To do =
Swap "set a marker" for "place a point" in every row and reproduce the rows with nothing else changed. Leave the pictures out.
--- BEGIN Data for the task ---
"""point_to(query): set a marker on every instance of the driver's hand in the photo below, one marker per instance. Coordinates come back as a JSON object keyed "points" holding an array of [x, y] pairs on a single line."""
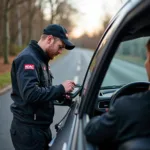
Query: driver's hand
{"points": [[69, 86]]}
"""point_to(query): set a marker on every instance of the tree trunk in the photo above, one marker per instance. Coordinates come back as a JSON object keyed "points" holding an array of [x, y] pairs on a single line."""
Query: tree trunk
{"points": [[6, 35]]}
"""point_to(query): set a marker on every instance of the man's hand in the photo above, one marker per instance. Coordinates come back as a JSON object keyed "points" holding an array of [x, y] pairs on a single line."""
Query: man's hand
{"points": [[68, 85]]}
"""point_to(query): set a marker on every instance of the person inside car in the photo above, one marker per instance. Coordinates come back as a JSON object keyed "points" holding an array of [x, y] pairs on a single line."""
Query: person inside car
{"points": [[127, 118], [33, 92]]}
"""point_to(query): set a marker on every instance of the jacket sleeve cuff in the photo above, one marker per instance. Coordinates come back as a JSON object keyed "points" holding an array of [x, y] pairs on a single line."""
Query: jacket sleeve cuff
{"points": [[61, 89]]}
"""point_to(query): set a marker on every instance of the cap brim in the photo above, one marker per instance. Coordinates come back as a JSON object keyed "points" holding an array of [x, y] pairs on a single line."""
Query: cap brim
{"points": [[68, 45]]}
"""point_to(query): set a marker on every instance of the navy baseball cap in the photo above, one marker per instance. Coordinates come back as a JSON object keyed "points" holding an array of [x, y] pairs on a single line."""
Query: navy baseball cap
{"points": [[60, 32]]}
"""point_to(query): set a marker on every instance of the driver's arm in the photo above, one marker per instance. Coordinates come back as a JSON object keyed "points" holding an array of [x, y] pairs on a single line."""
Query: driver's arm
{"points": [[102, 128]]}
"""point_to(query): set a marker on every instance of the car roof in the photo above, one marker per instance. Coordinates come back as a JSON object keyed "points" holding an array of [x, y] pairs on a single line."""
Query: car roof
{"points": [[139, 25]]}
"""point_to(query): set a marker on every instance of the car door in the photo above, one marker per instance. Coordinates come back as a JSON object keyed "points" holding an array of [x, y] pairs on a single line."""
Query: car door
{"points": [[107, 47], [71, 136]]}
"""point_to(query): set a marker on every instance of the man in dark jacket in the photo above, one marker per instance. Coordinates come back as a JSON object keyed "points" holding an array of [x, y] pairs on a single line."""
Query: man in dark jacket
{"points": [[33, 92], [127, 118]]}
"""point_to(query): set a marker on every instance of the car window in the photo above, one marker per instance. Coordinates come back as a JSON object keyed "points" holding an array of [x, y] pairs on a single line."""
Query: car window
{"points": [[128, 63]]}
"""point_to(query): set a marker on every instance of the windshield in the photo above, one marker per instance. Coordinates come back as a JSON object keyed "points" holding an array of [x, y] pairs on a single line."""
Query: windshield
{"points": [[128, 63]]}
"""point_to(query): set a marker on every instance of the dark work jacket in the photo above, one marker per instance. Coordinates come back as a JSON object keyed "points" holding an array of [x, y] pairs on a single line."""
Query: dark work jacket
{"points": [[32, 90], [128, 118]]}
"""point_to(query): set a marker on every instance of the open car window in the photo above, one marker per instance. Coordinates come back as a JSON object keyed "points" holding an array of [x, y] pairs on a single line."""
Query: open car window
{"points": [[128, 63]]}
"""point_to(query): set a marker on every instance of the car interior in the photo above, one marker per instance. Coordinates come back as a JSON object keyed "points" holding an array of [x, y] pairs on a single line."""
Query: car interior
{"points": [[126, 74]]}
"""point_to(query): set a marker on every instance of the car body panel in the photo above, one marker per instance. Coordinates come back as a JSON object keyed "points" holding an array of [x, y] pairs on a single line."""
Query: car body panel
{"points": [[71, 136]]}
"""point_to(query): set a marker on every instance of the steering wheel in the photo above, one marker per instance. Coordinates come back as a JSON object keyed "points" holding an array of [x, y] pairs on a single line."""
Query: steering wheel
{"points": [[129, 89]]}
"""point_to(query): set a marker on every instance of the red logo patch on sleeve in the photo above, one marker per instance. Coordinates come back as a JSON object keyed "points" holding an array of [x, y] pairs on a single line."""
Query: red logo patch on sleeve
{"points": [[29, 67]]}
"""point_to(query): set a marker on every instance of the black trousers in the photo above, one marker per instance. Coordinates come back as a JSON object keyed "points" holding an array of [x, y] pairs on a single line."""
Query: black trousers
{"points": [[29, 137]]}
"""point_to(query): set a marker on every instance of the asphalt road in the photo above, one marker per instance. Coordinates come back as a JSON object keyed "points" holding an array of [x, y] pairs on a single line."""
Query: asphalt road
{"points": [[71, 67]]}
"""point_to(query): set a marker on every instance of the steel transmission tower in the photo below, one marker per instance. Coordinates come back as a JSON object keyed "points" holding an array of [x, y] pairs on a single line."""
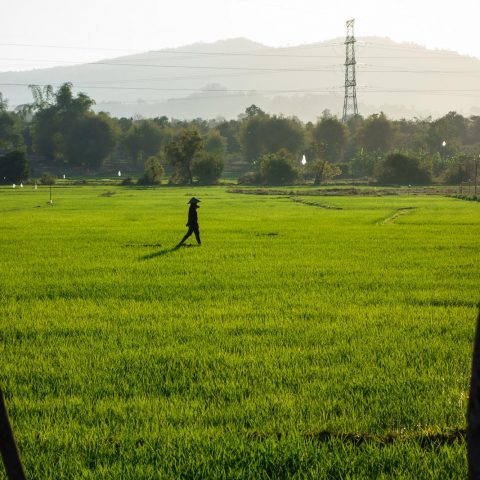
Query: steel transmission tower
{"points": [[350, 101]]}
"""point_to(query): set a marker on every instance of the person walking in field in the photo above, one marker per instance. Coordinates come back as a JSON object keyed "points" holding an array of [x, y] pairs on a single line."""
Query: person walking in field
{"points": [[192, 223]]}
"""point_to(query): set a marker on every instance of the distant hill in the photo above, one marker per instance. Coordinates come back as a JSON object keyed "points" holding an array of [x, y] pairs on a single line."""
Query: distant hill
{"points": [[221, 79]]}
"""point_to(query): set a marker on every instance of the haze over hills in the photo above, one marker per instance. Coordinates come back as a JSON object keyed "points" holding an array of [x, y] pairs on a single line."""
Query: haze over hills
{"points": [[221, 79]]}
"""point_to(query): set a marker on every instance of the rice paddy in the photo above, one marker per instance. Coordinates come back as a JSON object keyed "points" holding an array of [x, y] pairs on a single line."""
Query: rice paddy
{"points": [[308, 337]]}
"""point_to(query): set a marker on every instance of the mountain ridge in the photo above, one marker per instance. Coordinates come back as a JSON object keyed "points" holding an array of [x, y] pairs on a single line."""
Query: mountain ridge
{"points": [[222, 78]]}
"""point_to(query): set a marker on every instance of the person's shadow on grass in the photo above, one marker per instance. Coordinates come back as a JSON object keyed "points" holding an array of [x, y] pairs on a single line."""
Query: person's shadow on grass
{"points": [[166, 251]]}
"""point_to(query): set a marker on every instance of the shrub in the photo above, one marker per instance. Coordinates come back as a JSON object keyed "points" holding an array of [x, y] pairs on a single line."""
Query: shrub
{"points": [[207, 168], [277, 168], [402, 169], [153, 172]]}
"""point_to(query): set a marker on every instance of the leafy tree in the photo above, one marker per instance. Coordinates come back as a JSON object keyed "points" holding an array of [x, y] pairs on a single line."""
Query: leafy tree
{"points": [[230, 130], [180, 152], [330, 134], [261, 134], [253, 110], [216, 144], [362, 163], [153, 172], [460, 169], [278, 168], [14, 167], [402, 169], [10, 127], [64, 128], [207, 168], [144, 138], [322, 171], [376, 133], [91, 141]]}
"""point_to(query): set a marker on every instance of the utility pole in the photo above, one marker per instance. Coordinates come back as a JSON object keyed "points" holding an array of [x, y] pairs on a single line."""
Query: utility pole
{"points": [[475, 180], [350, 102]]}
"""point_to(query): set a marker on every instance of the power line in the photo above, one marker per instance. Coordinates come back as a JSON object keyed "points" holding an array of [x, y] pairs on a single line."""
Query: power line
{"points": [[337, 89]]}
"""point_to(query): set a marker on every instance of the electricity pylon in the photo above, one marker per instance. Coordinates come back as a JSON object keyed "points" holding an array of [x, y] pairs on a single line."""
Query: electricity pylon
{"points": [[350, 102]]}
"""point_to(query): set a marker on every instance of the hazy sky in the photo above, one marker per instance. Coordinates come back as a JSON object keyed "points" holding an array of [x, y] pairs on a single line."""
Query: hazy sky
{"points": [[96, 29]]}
--- END Data for the task ---
Output of the task =
"""point_to(query): place a point on every instance of the driver's hand in the photo below, one marker per instance. Coordinates come back as a JSON object keyed "points" holding an array of [x, y] pairs on a single line."""
Query: driver's hand
{"points": [[69, 86]]}
"""point_to(query): place a point on every instance of the tree trunk in the photo above, one marker per instance. Coordinates come back as a JSON object keyed "points" holding an array of [x, y] pairs on a single line."""
Query: tree trunk
{"points": [[6, 35]]}
"""point_to(query): place a point on every instance of the man's hand in the photo above, one marker per instance. Coordinates come back as a JSON object keyed "points" holding an array of [x, y] pairs on a single line."""
Query: man's hand
{"points": [[68, 85]]}
"""point_to(query): place a point on every instance of the person inside car in the photo above, one marker per instance. Coordinates come back as a JSON object keyed "points" holding an array of [x, y] pairs on a single line."""
Query: person inside car
{"points": [[127, 118], [33, 92]]}
"""point_to(query): place a point on every instance of the jacket sleeve cuff in the photo above, one marker per instance. Coordinates come back as a JSON object keyed "points" holding an array of [x, y] pairs on a single line."""
Query: jacket sleeve cuff
{"points": [[61, 89]]}
"""point_to(query): place a point on every instance of the cap brim in the photo above, one marker per instance. Coordinates come back as a JSON object keyed "points" holding an array of [x, y] pairs on a single line."""
Query: cap brim
{"points": [[68, 45]]}
"""point_to(query): place a point on every instance of the navy baseball cap in the photo above, one marker per instance. Coordinates come back as a JSON object keyed "points" holding an array of [x, y] pairs on a single line."""
Query: navy baseball cap
{"points": [[60, 32]]}
"""point_to(query): place a point on every instance of the driver's arm in the photo above, one marker per instance. Coordinates come back as a JSON object keyed "points" holding an array of [x, y] pairs on a single line."""
Query: driver's arm
{"points": [[102, 128]]}
"""point_to(query): place a point on every instance of the car roof in the photo above, one marker per instance. Coordinates come back as a JSON object keyed "points" holding an array of [x, y] pairs on a single line."""
Query: car roof
{"points": [[139, 25]]}
"""point_to(query): place a point on every instance of the car door in the photo above, one marker per instance. Coordinates come back as a JSON object keyed "points" holding an array of [x, y] pairs on a single line."""
Query: car door
{"points": [[107, 47], [71, 136]]}
"""point_to(query): place a point on every instance of the man in dark jacket in the photo above, one marker per instance. Coordinates come back as a JSON object keyed "points" holding an array of [x, y] pairs on a single line."""
Query: man in dark jacket
{"points": [[33, 92], [127, 118]]}
"""point_to(query): place a point on every instance of the car window in the photo above, one marker per instance. Coordinates come back as a JSON object keyed "points" holding an array of [x, y] pairs on a single line."""
Query: car window
{"points": [[128, 63]]}
"""point_to(query): place a point on every instance of the windshield in the photo above, one marker per instance. Coordinates come back as a JSON object keyed "points" holding an array of [x, y] pairs on a single line."""
Query: windshield
{"points": [[128, 63]]}
"""point_to(query): place a point on every instance of the dark work jacket in the photo above, one marker per instance. Coordinates come back as a JSON object keyed "points" holding an array of [x, y] pairs on a single line."""
Query: dark work jacket
{"points": [[32, 90], [128, 118]]}
"""point_to(query): place a point on every instance of the open car window in the photo above, one marker per instance. Coordinates come back as a JSON object keyed "points" holding an array of [x, y] pairs on a single line."""
Query: open car window
{"points": [[128, 63]]}
"""point_to(query): place a point on every instance of the car interior in the photo above, one marker per instance. Coordinates come back as a JSON object keyed "points" holding an array of [x, y] pairs on a single line."""
Query: car interior
{"points": [[126, 74]]}
"""point_to(query): place a point on every instance of the car body panel in the photo above, one marker per instance. Coordinates come back as a JSON object keyed "points" holding an array of [x, y] pairs on a single line."""
Query: car body panel
{"points": [[71, 136]]}
"""point_to(query): place a point on every instance of the steering wheel in the photo above, one marker per instance. Coordinates come back as a JSON object keyed "points" holding an array of [x, y] pairs on a single line."""
Query: steering wheel
{"points": [[129, 89]]}
"""point_to(query): place a point on every instance of the red logo patch on sleeve in the photo above, one marker per instance. Coordinates come back as a JSON object keyed "points" holding an array of [x, y] pairs on a single line."""
Query: red logo patch on sleeve
{"points": [[29, 67]]}
"""point_to(query): place a point on every instance of the black trousers in the photo above, one marker per instance. Coordinates come back as a JSON object keyed "points" holding an array of [x, y] pairs on a single line."""
Query: black trousers
{"points": [[29, 137]]}
"""point_to(query): place a point on every instance of the asphalt road in the photo above, one marker per instance. Coordinates come back as a JSON object keyed "points" holding an array of [x, y] pairs on a single line."""
Query: asphalt road
{"points": [[71, 67]]}
"""point_to(query): place a point on every instance of the steel transmission tower in the photo below, one marker per instance. Coordinates come back as a JSON object keyed "points" holding an array of [x, y] pairs on a single line."""
Query: steel transmission tower
{"points": [[350, 101]]}
"""point_to(query): place a point on every instance of the person walking in field in the photo above, one marker per instance. Coordinates come back as a JSON object keyed "points" holding an array of [x, y] pairs on a single line."""
Query: person walking in field
{"points": [[192, 223]]}
"""point_to(query): place a point on every instance of the distant hill in the photo above, one marker per instance. Coordinates come back as a JSON object keyed "points" holding an array of [x, y] pairs on a single line."""
Query: distant hill
{"points": [[221, 79]]}
"""point_to(query): place a point on every instance of the haze over hills in the photo above, one marker per instance. Coordinates come back as a JSON object keyed "points" holding an array of [x, y] pairs on a single line."""
Query: haze over hills
{"points": [[221, 79]]}
"""point_to(query): place a point on every instance of the rice paddy in the photo above, one marker per instance. Coordinates come back as a JSON object keyed "points" holding an array of [x, y] pairs on a single line."""
Query: rice paddy
{"points": [[308, 337]]}
"""point_to(query): place a point on every instance of the mountain ridge in the photo above, one marker per instance. Coordinates come back as a JSON object keyed "points" holding an array of [x, y] pairs on a single line."""
Query: mountain ridge
{"points": [[222, 78]]}
"""point_to(query): place a point on every instance of the person's shadow on grass in the photo above, one marker per instance. Coordinates come back as a JSON object keyed "points" holding an array of [x, y] pairs on a single line."""
Query: person's shadow on grass
{"points": [[166, 251]]}
"""point_to(query): place a point on every instance of the shrub in the photo above, one marker per instance. Coordinates come back as a JSON object keyed "points" holding an array of [x, y] pairs on a single line."""
Query: shrub
{"points": [[207, 168], [277, 168], [402, 169], [153, 172]]}
"""point_to(query): place a point on every instance of the leafy tree in the photo above, one marker per instance. Coordinates come back as a JSON object keyed "points" holding an array of [x, y] pairs on a single line."""
Query: leafy tree
{"points": [[230, 130], [180, 152], [330, 134], [261, 134], [253, 110], [216, 144], [362, 163], [153, 172], [460, 169], [278, 168], [14, 167], [402, 169], [10, 127], [64, 128], [207, 168], [144, 138], [322, 171], [376, 133], [91, 141]]}
"""point_to(query): place a point on every instance of the utility pole in the photo above, one marker per instance. Coordinates come back as a JSON object keyed "points" holding an array of [x, y] pairs on a single line."""
Query: utility pole
{"points": [[475, 180], [350, 102]]}
"""point_to(query): place a point on every instance of the power line in the photo above, one marker per instance. Coordinates come back as a JSON object keyed "points" holding an array of [x, y] pairs on a single line."""
Query: power line
{"points": [[337, 89]]}
"""point_to(query): place a point on every instance of the electricity pylon in the photo above, one marker per instance. Coordinates come back as a JSON object keyed "points" holding an array of [x, y] pairs on a single line."""
Query: electricity pylon
{"points": [[350, 102]]}
"""point_to(query): place a point on every instance of the hazy sky in the photo above, one marker per instance. Coordinates come back as a JSON object keyed "points" holding an array of [x, y] pairs on a single line."""
Query: hazy sky
{"points": [[96, 29]]}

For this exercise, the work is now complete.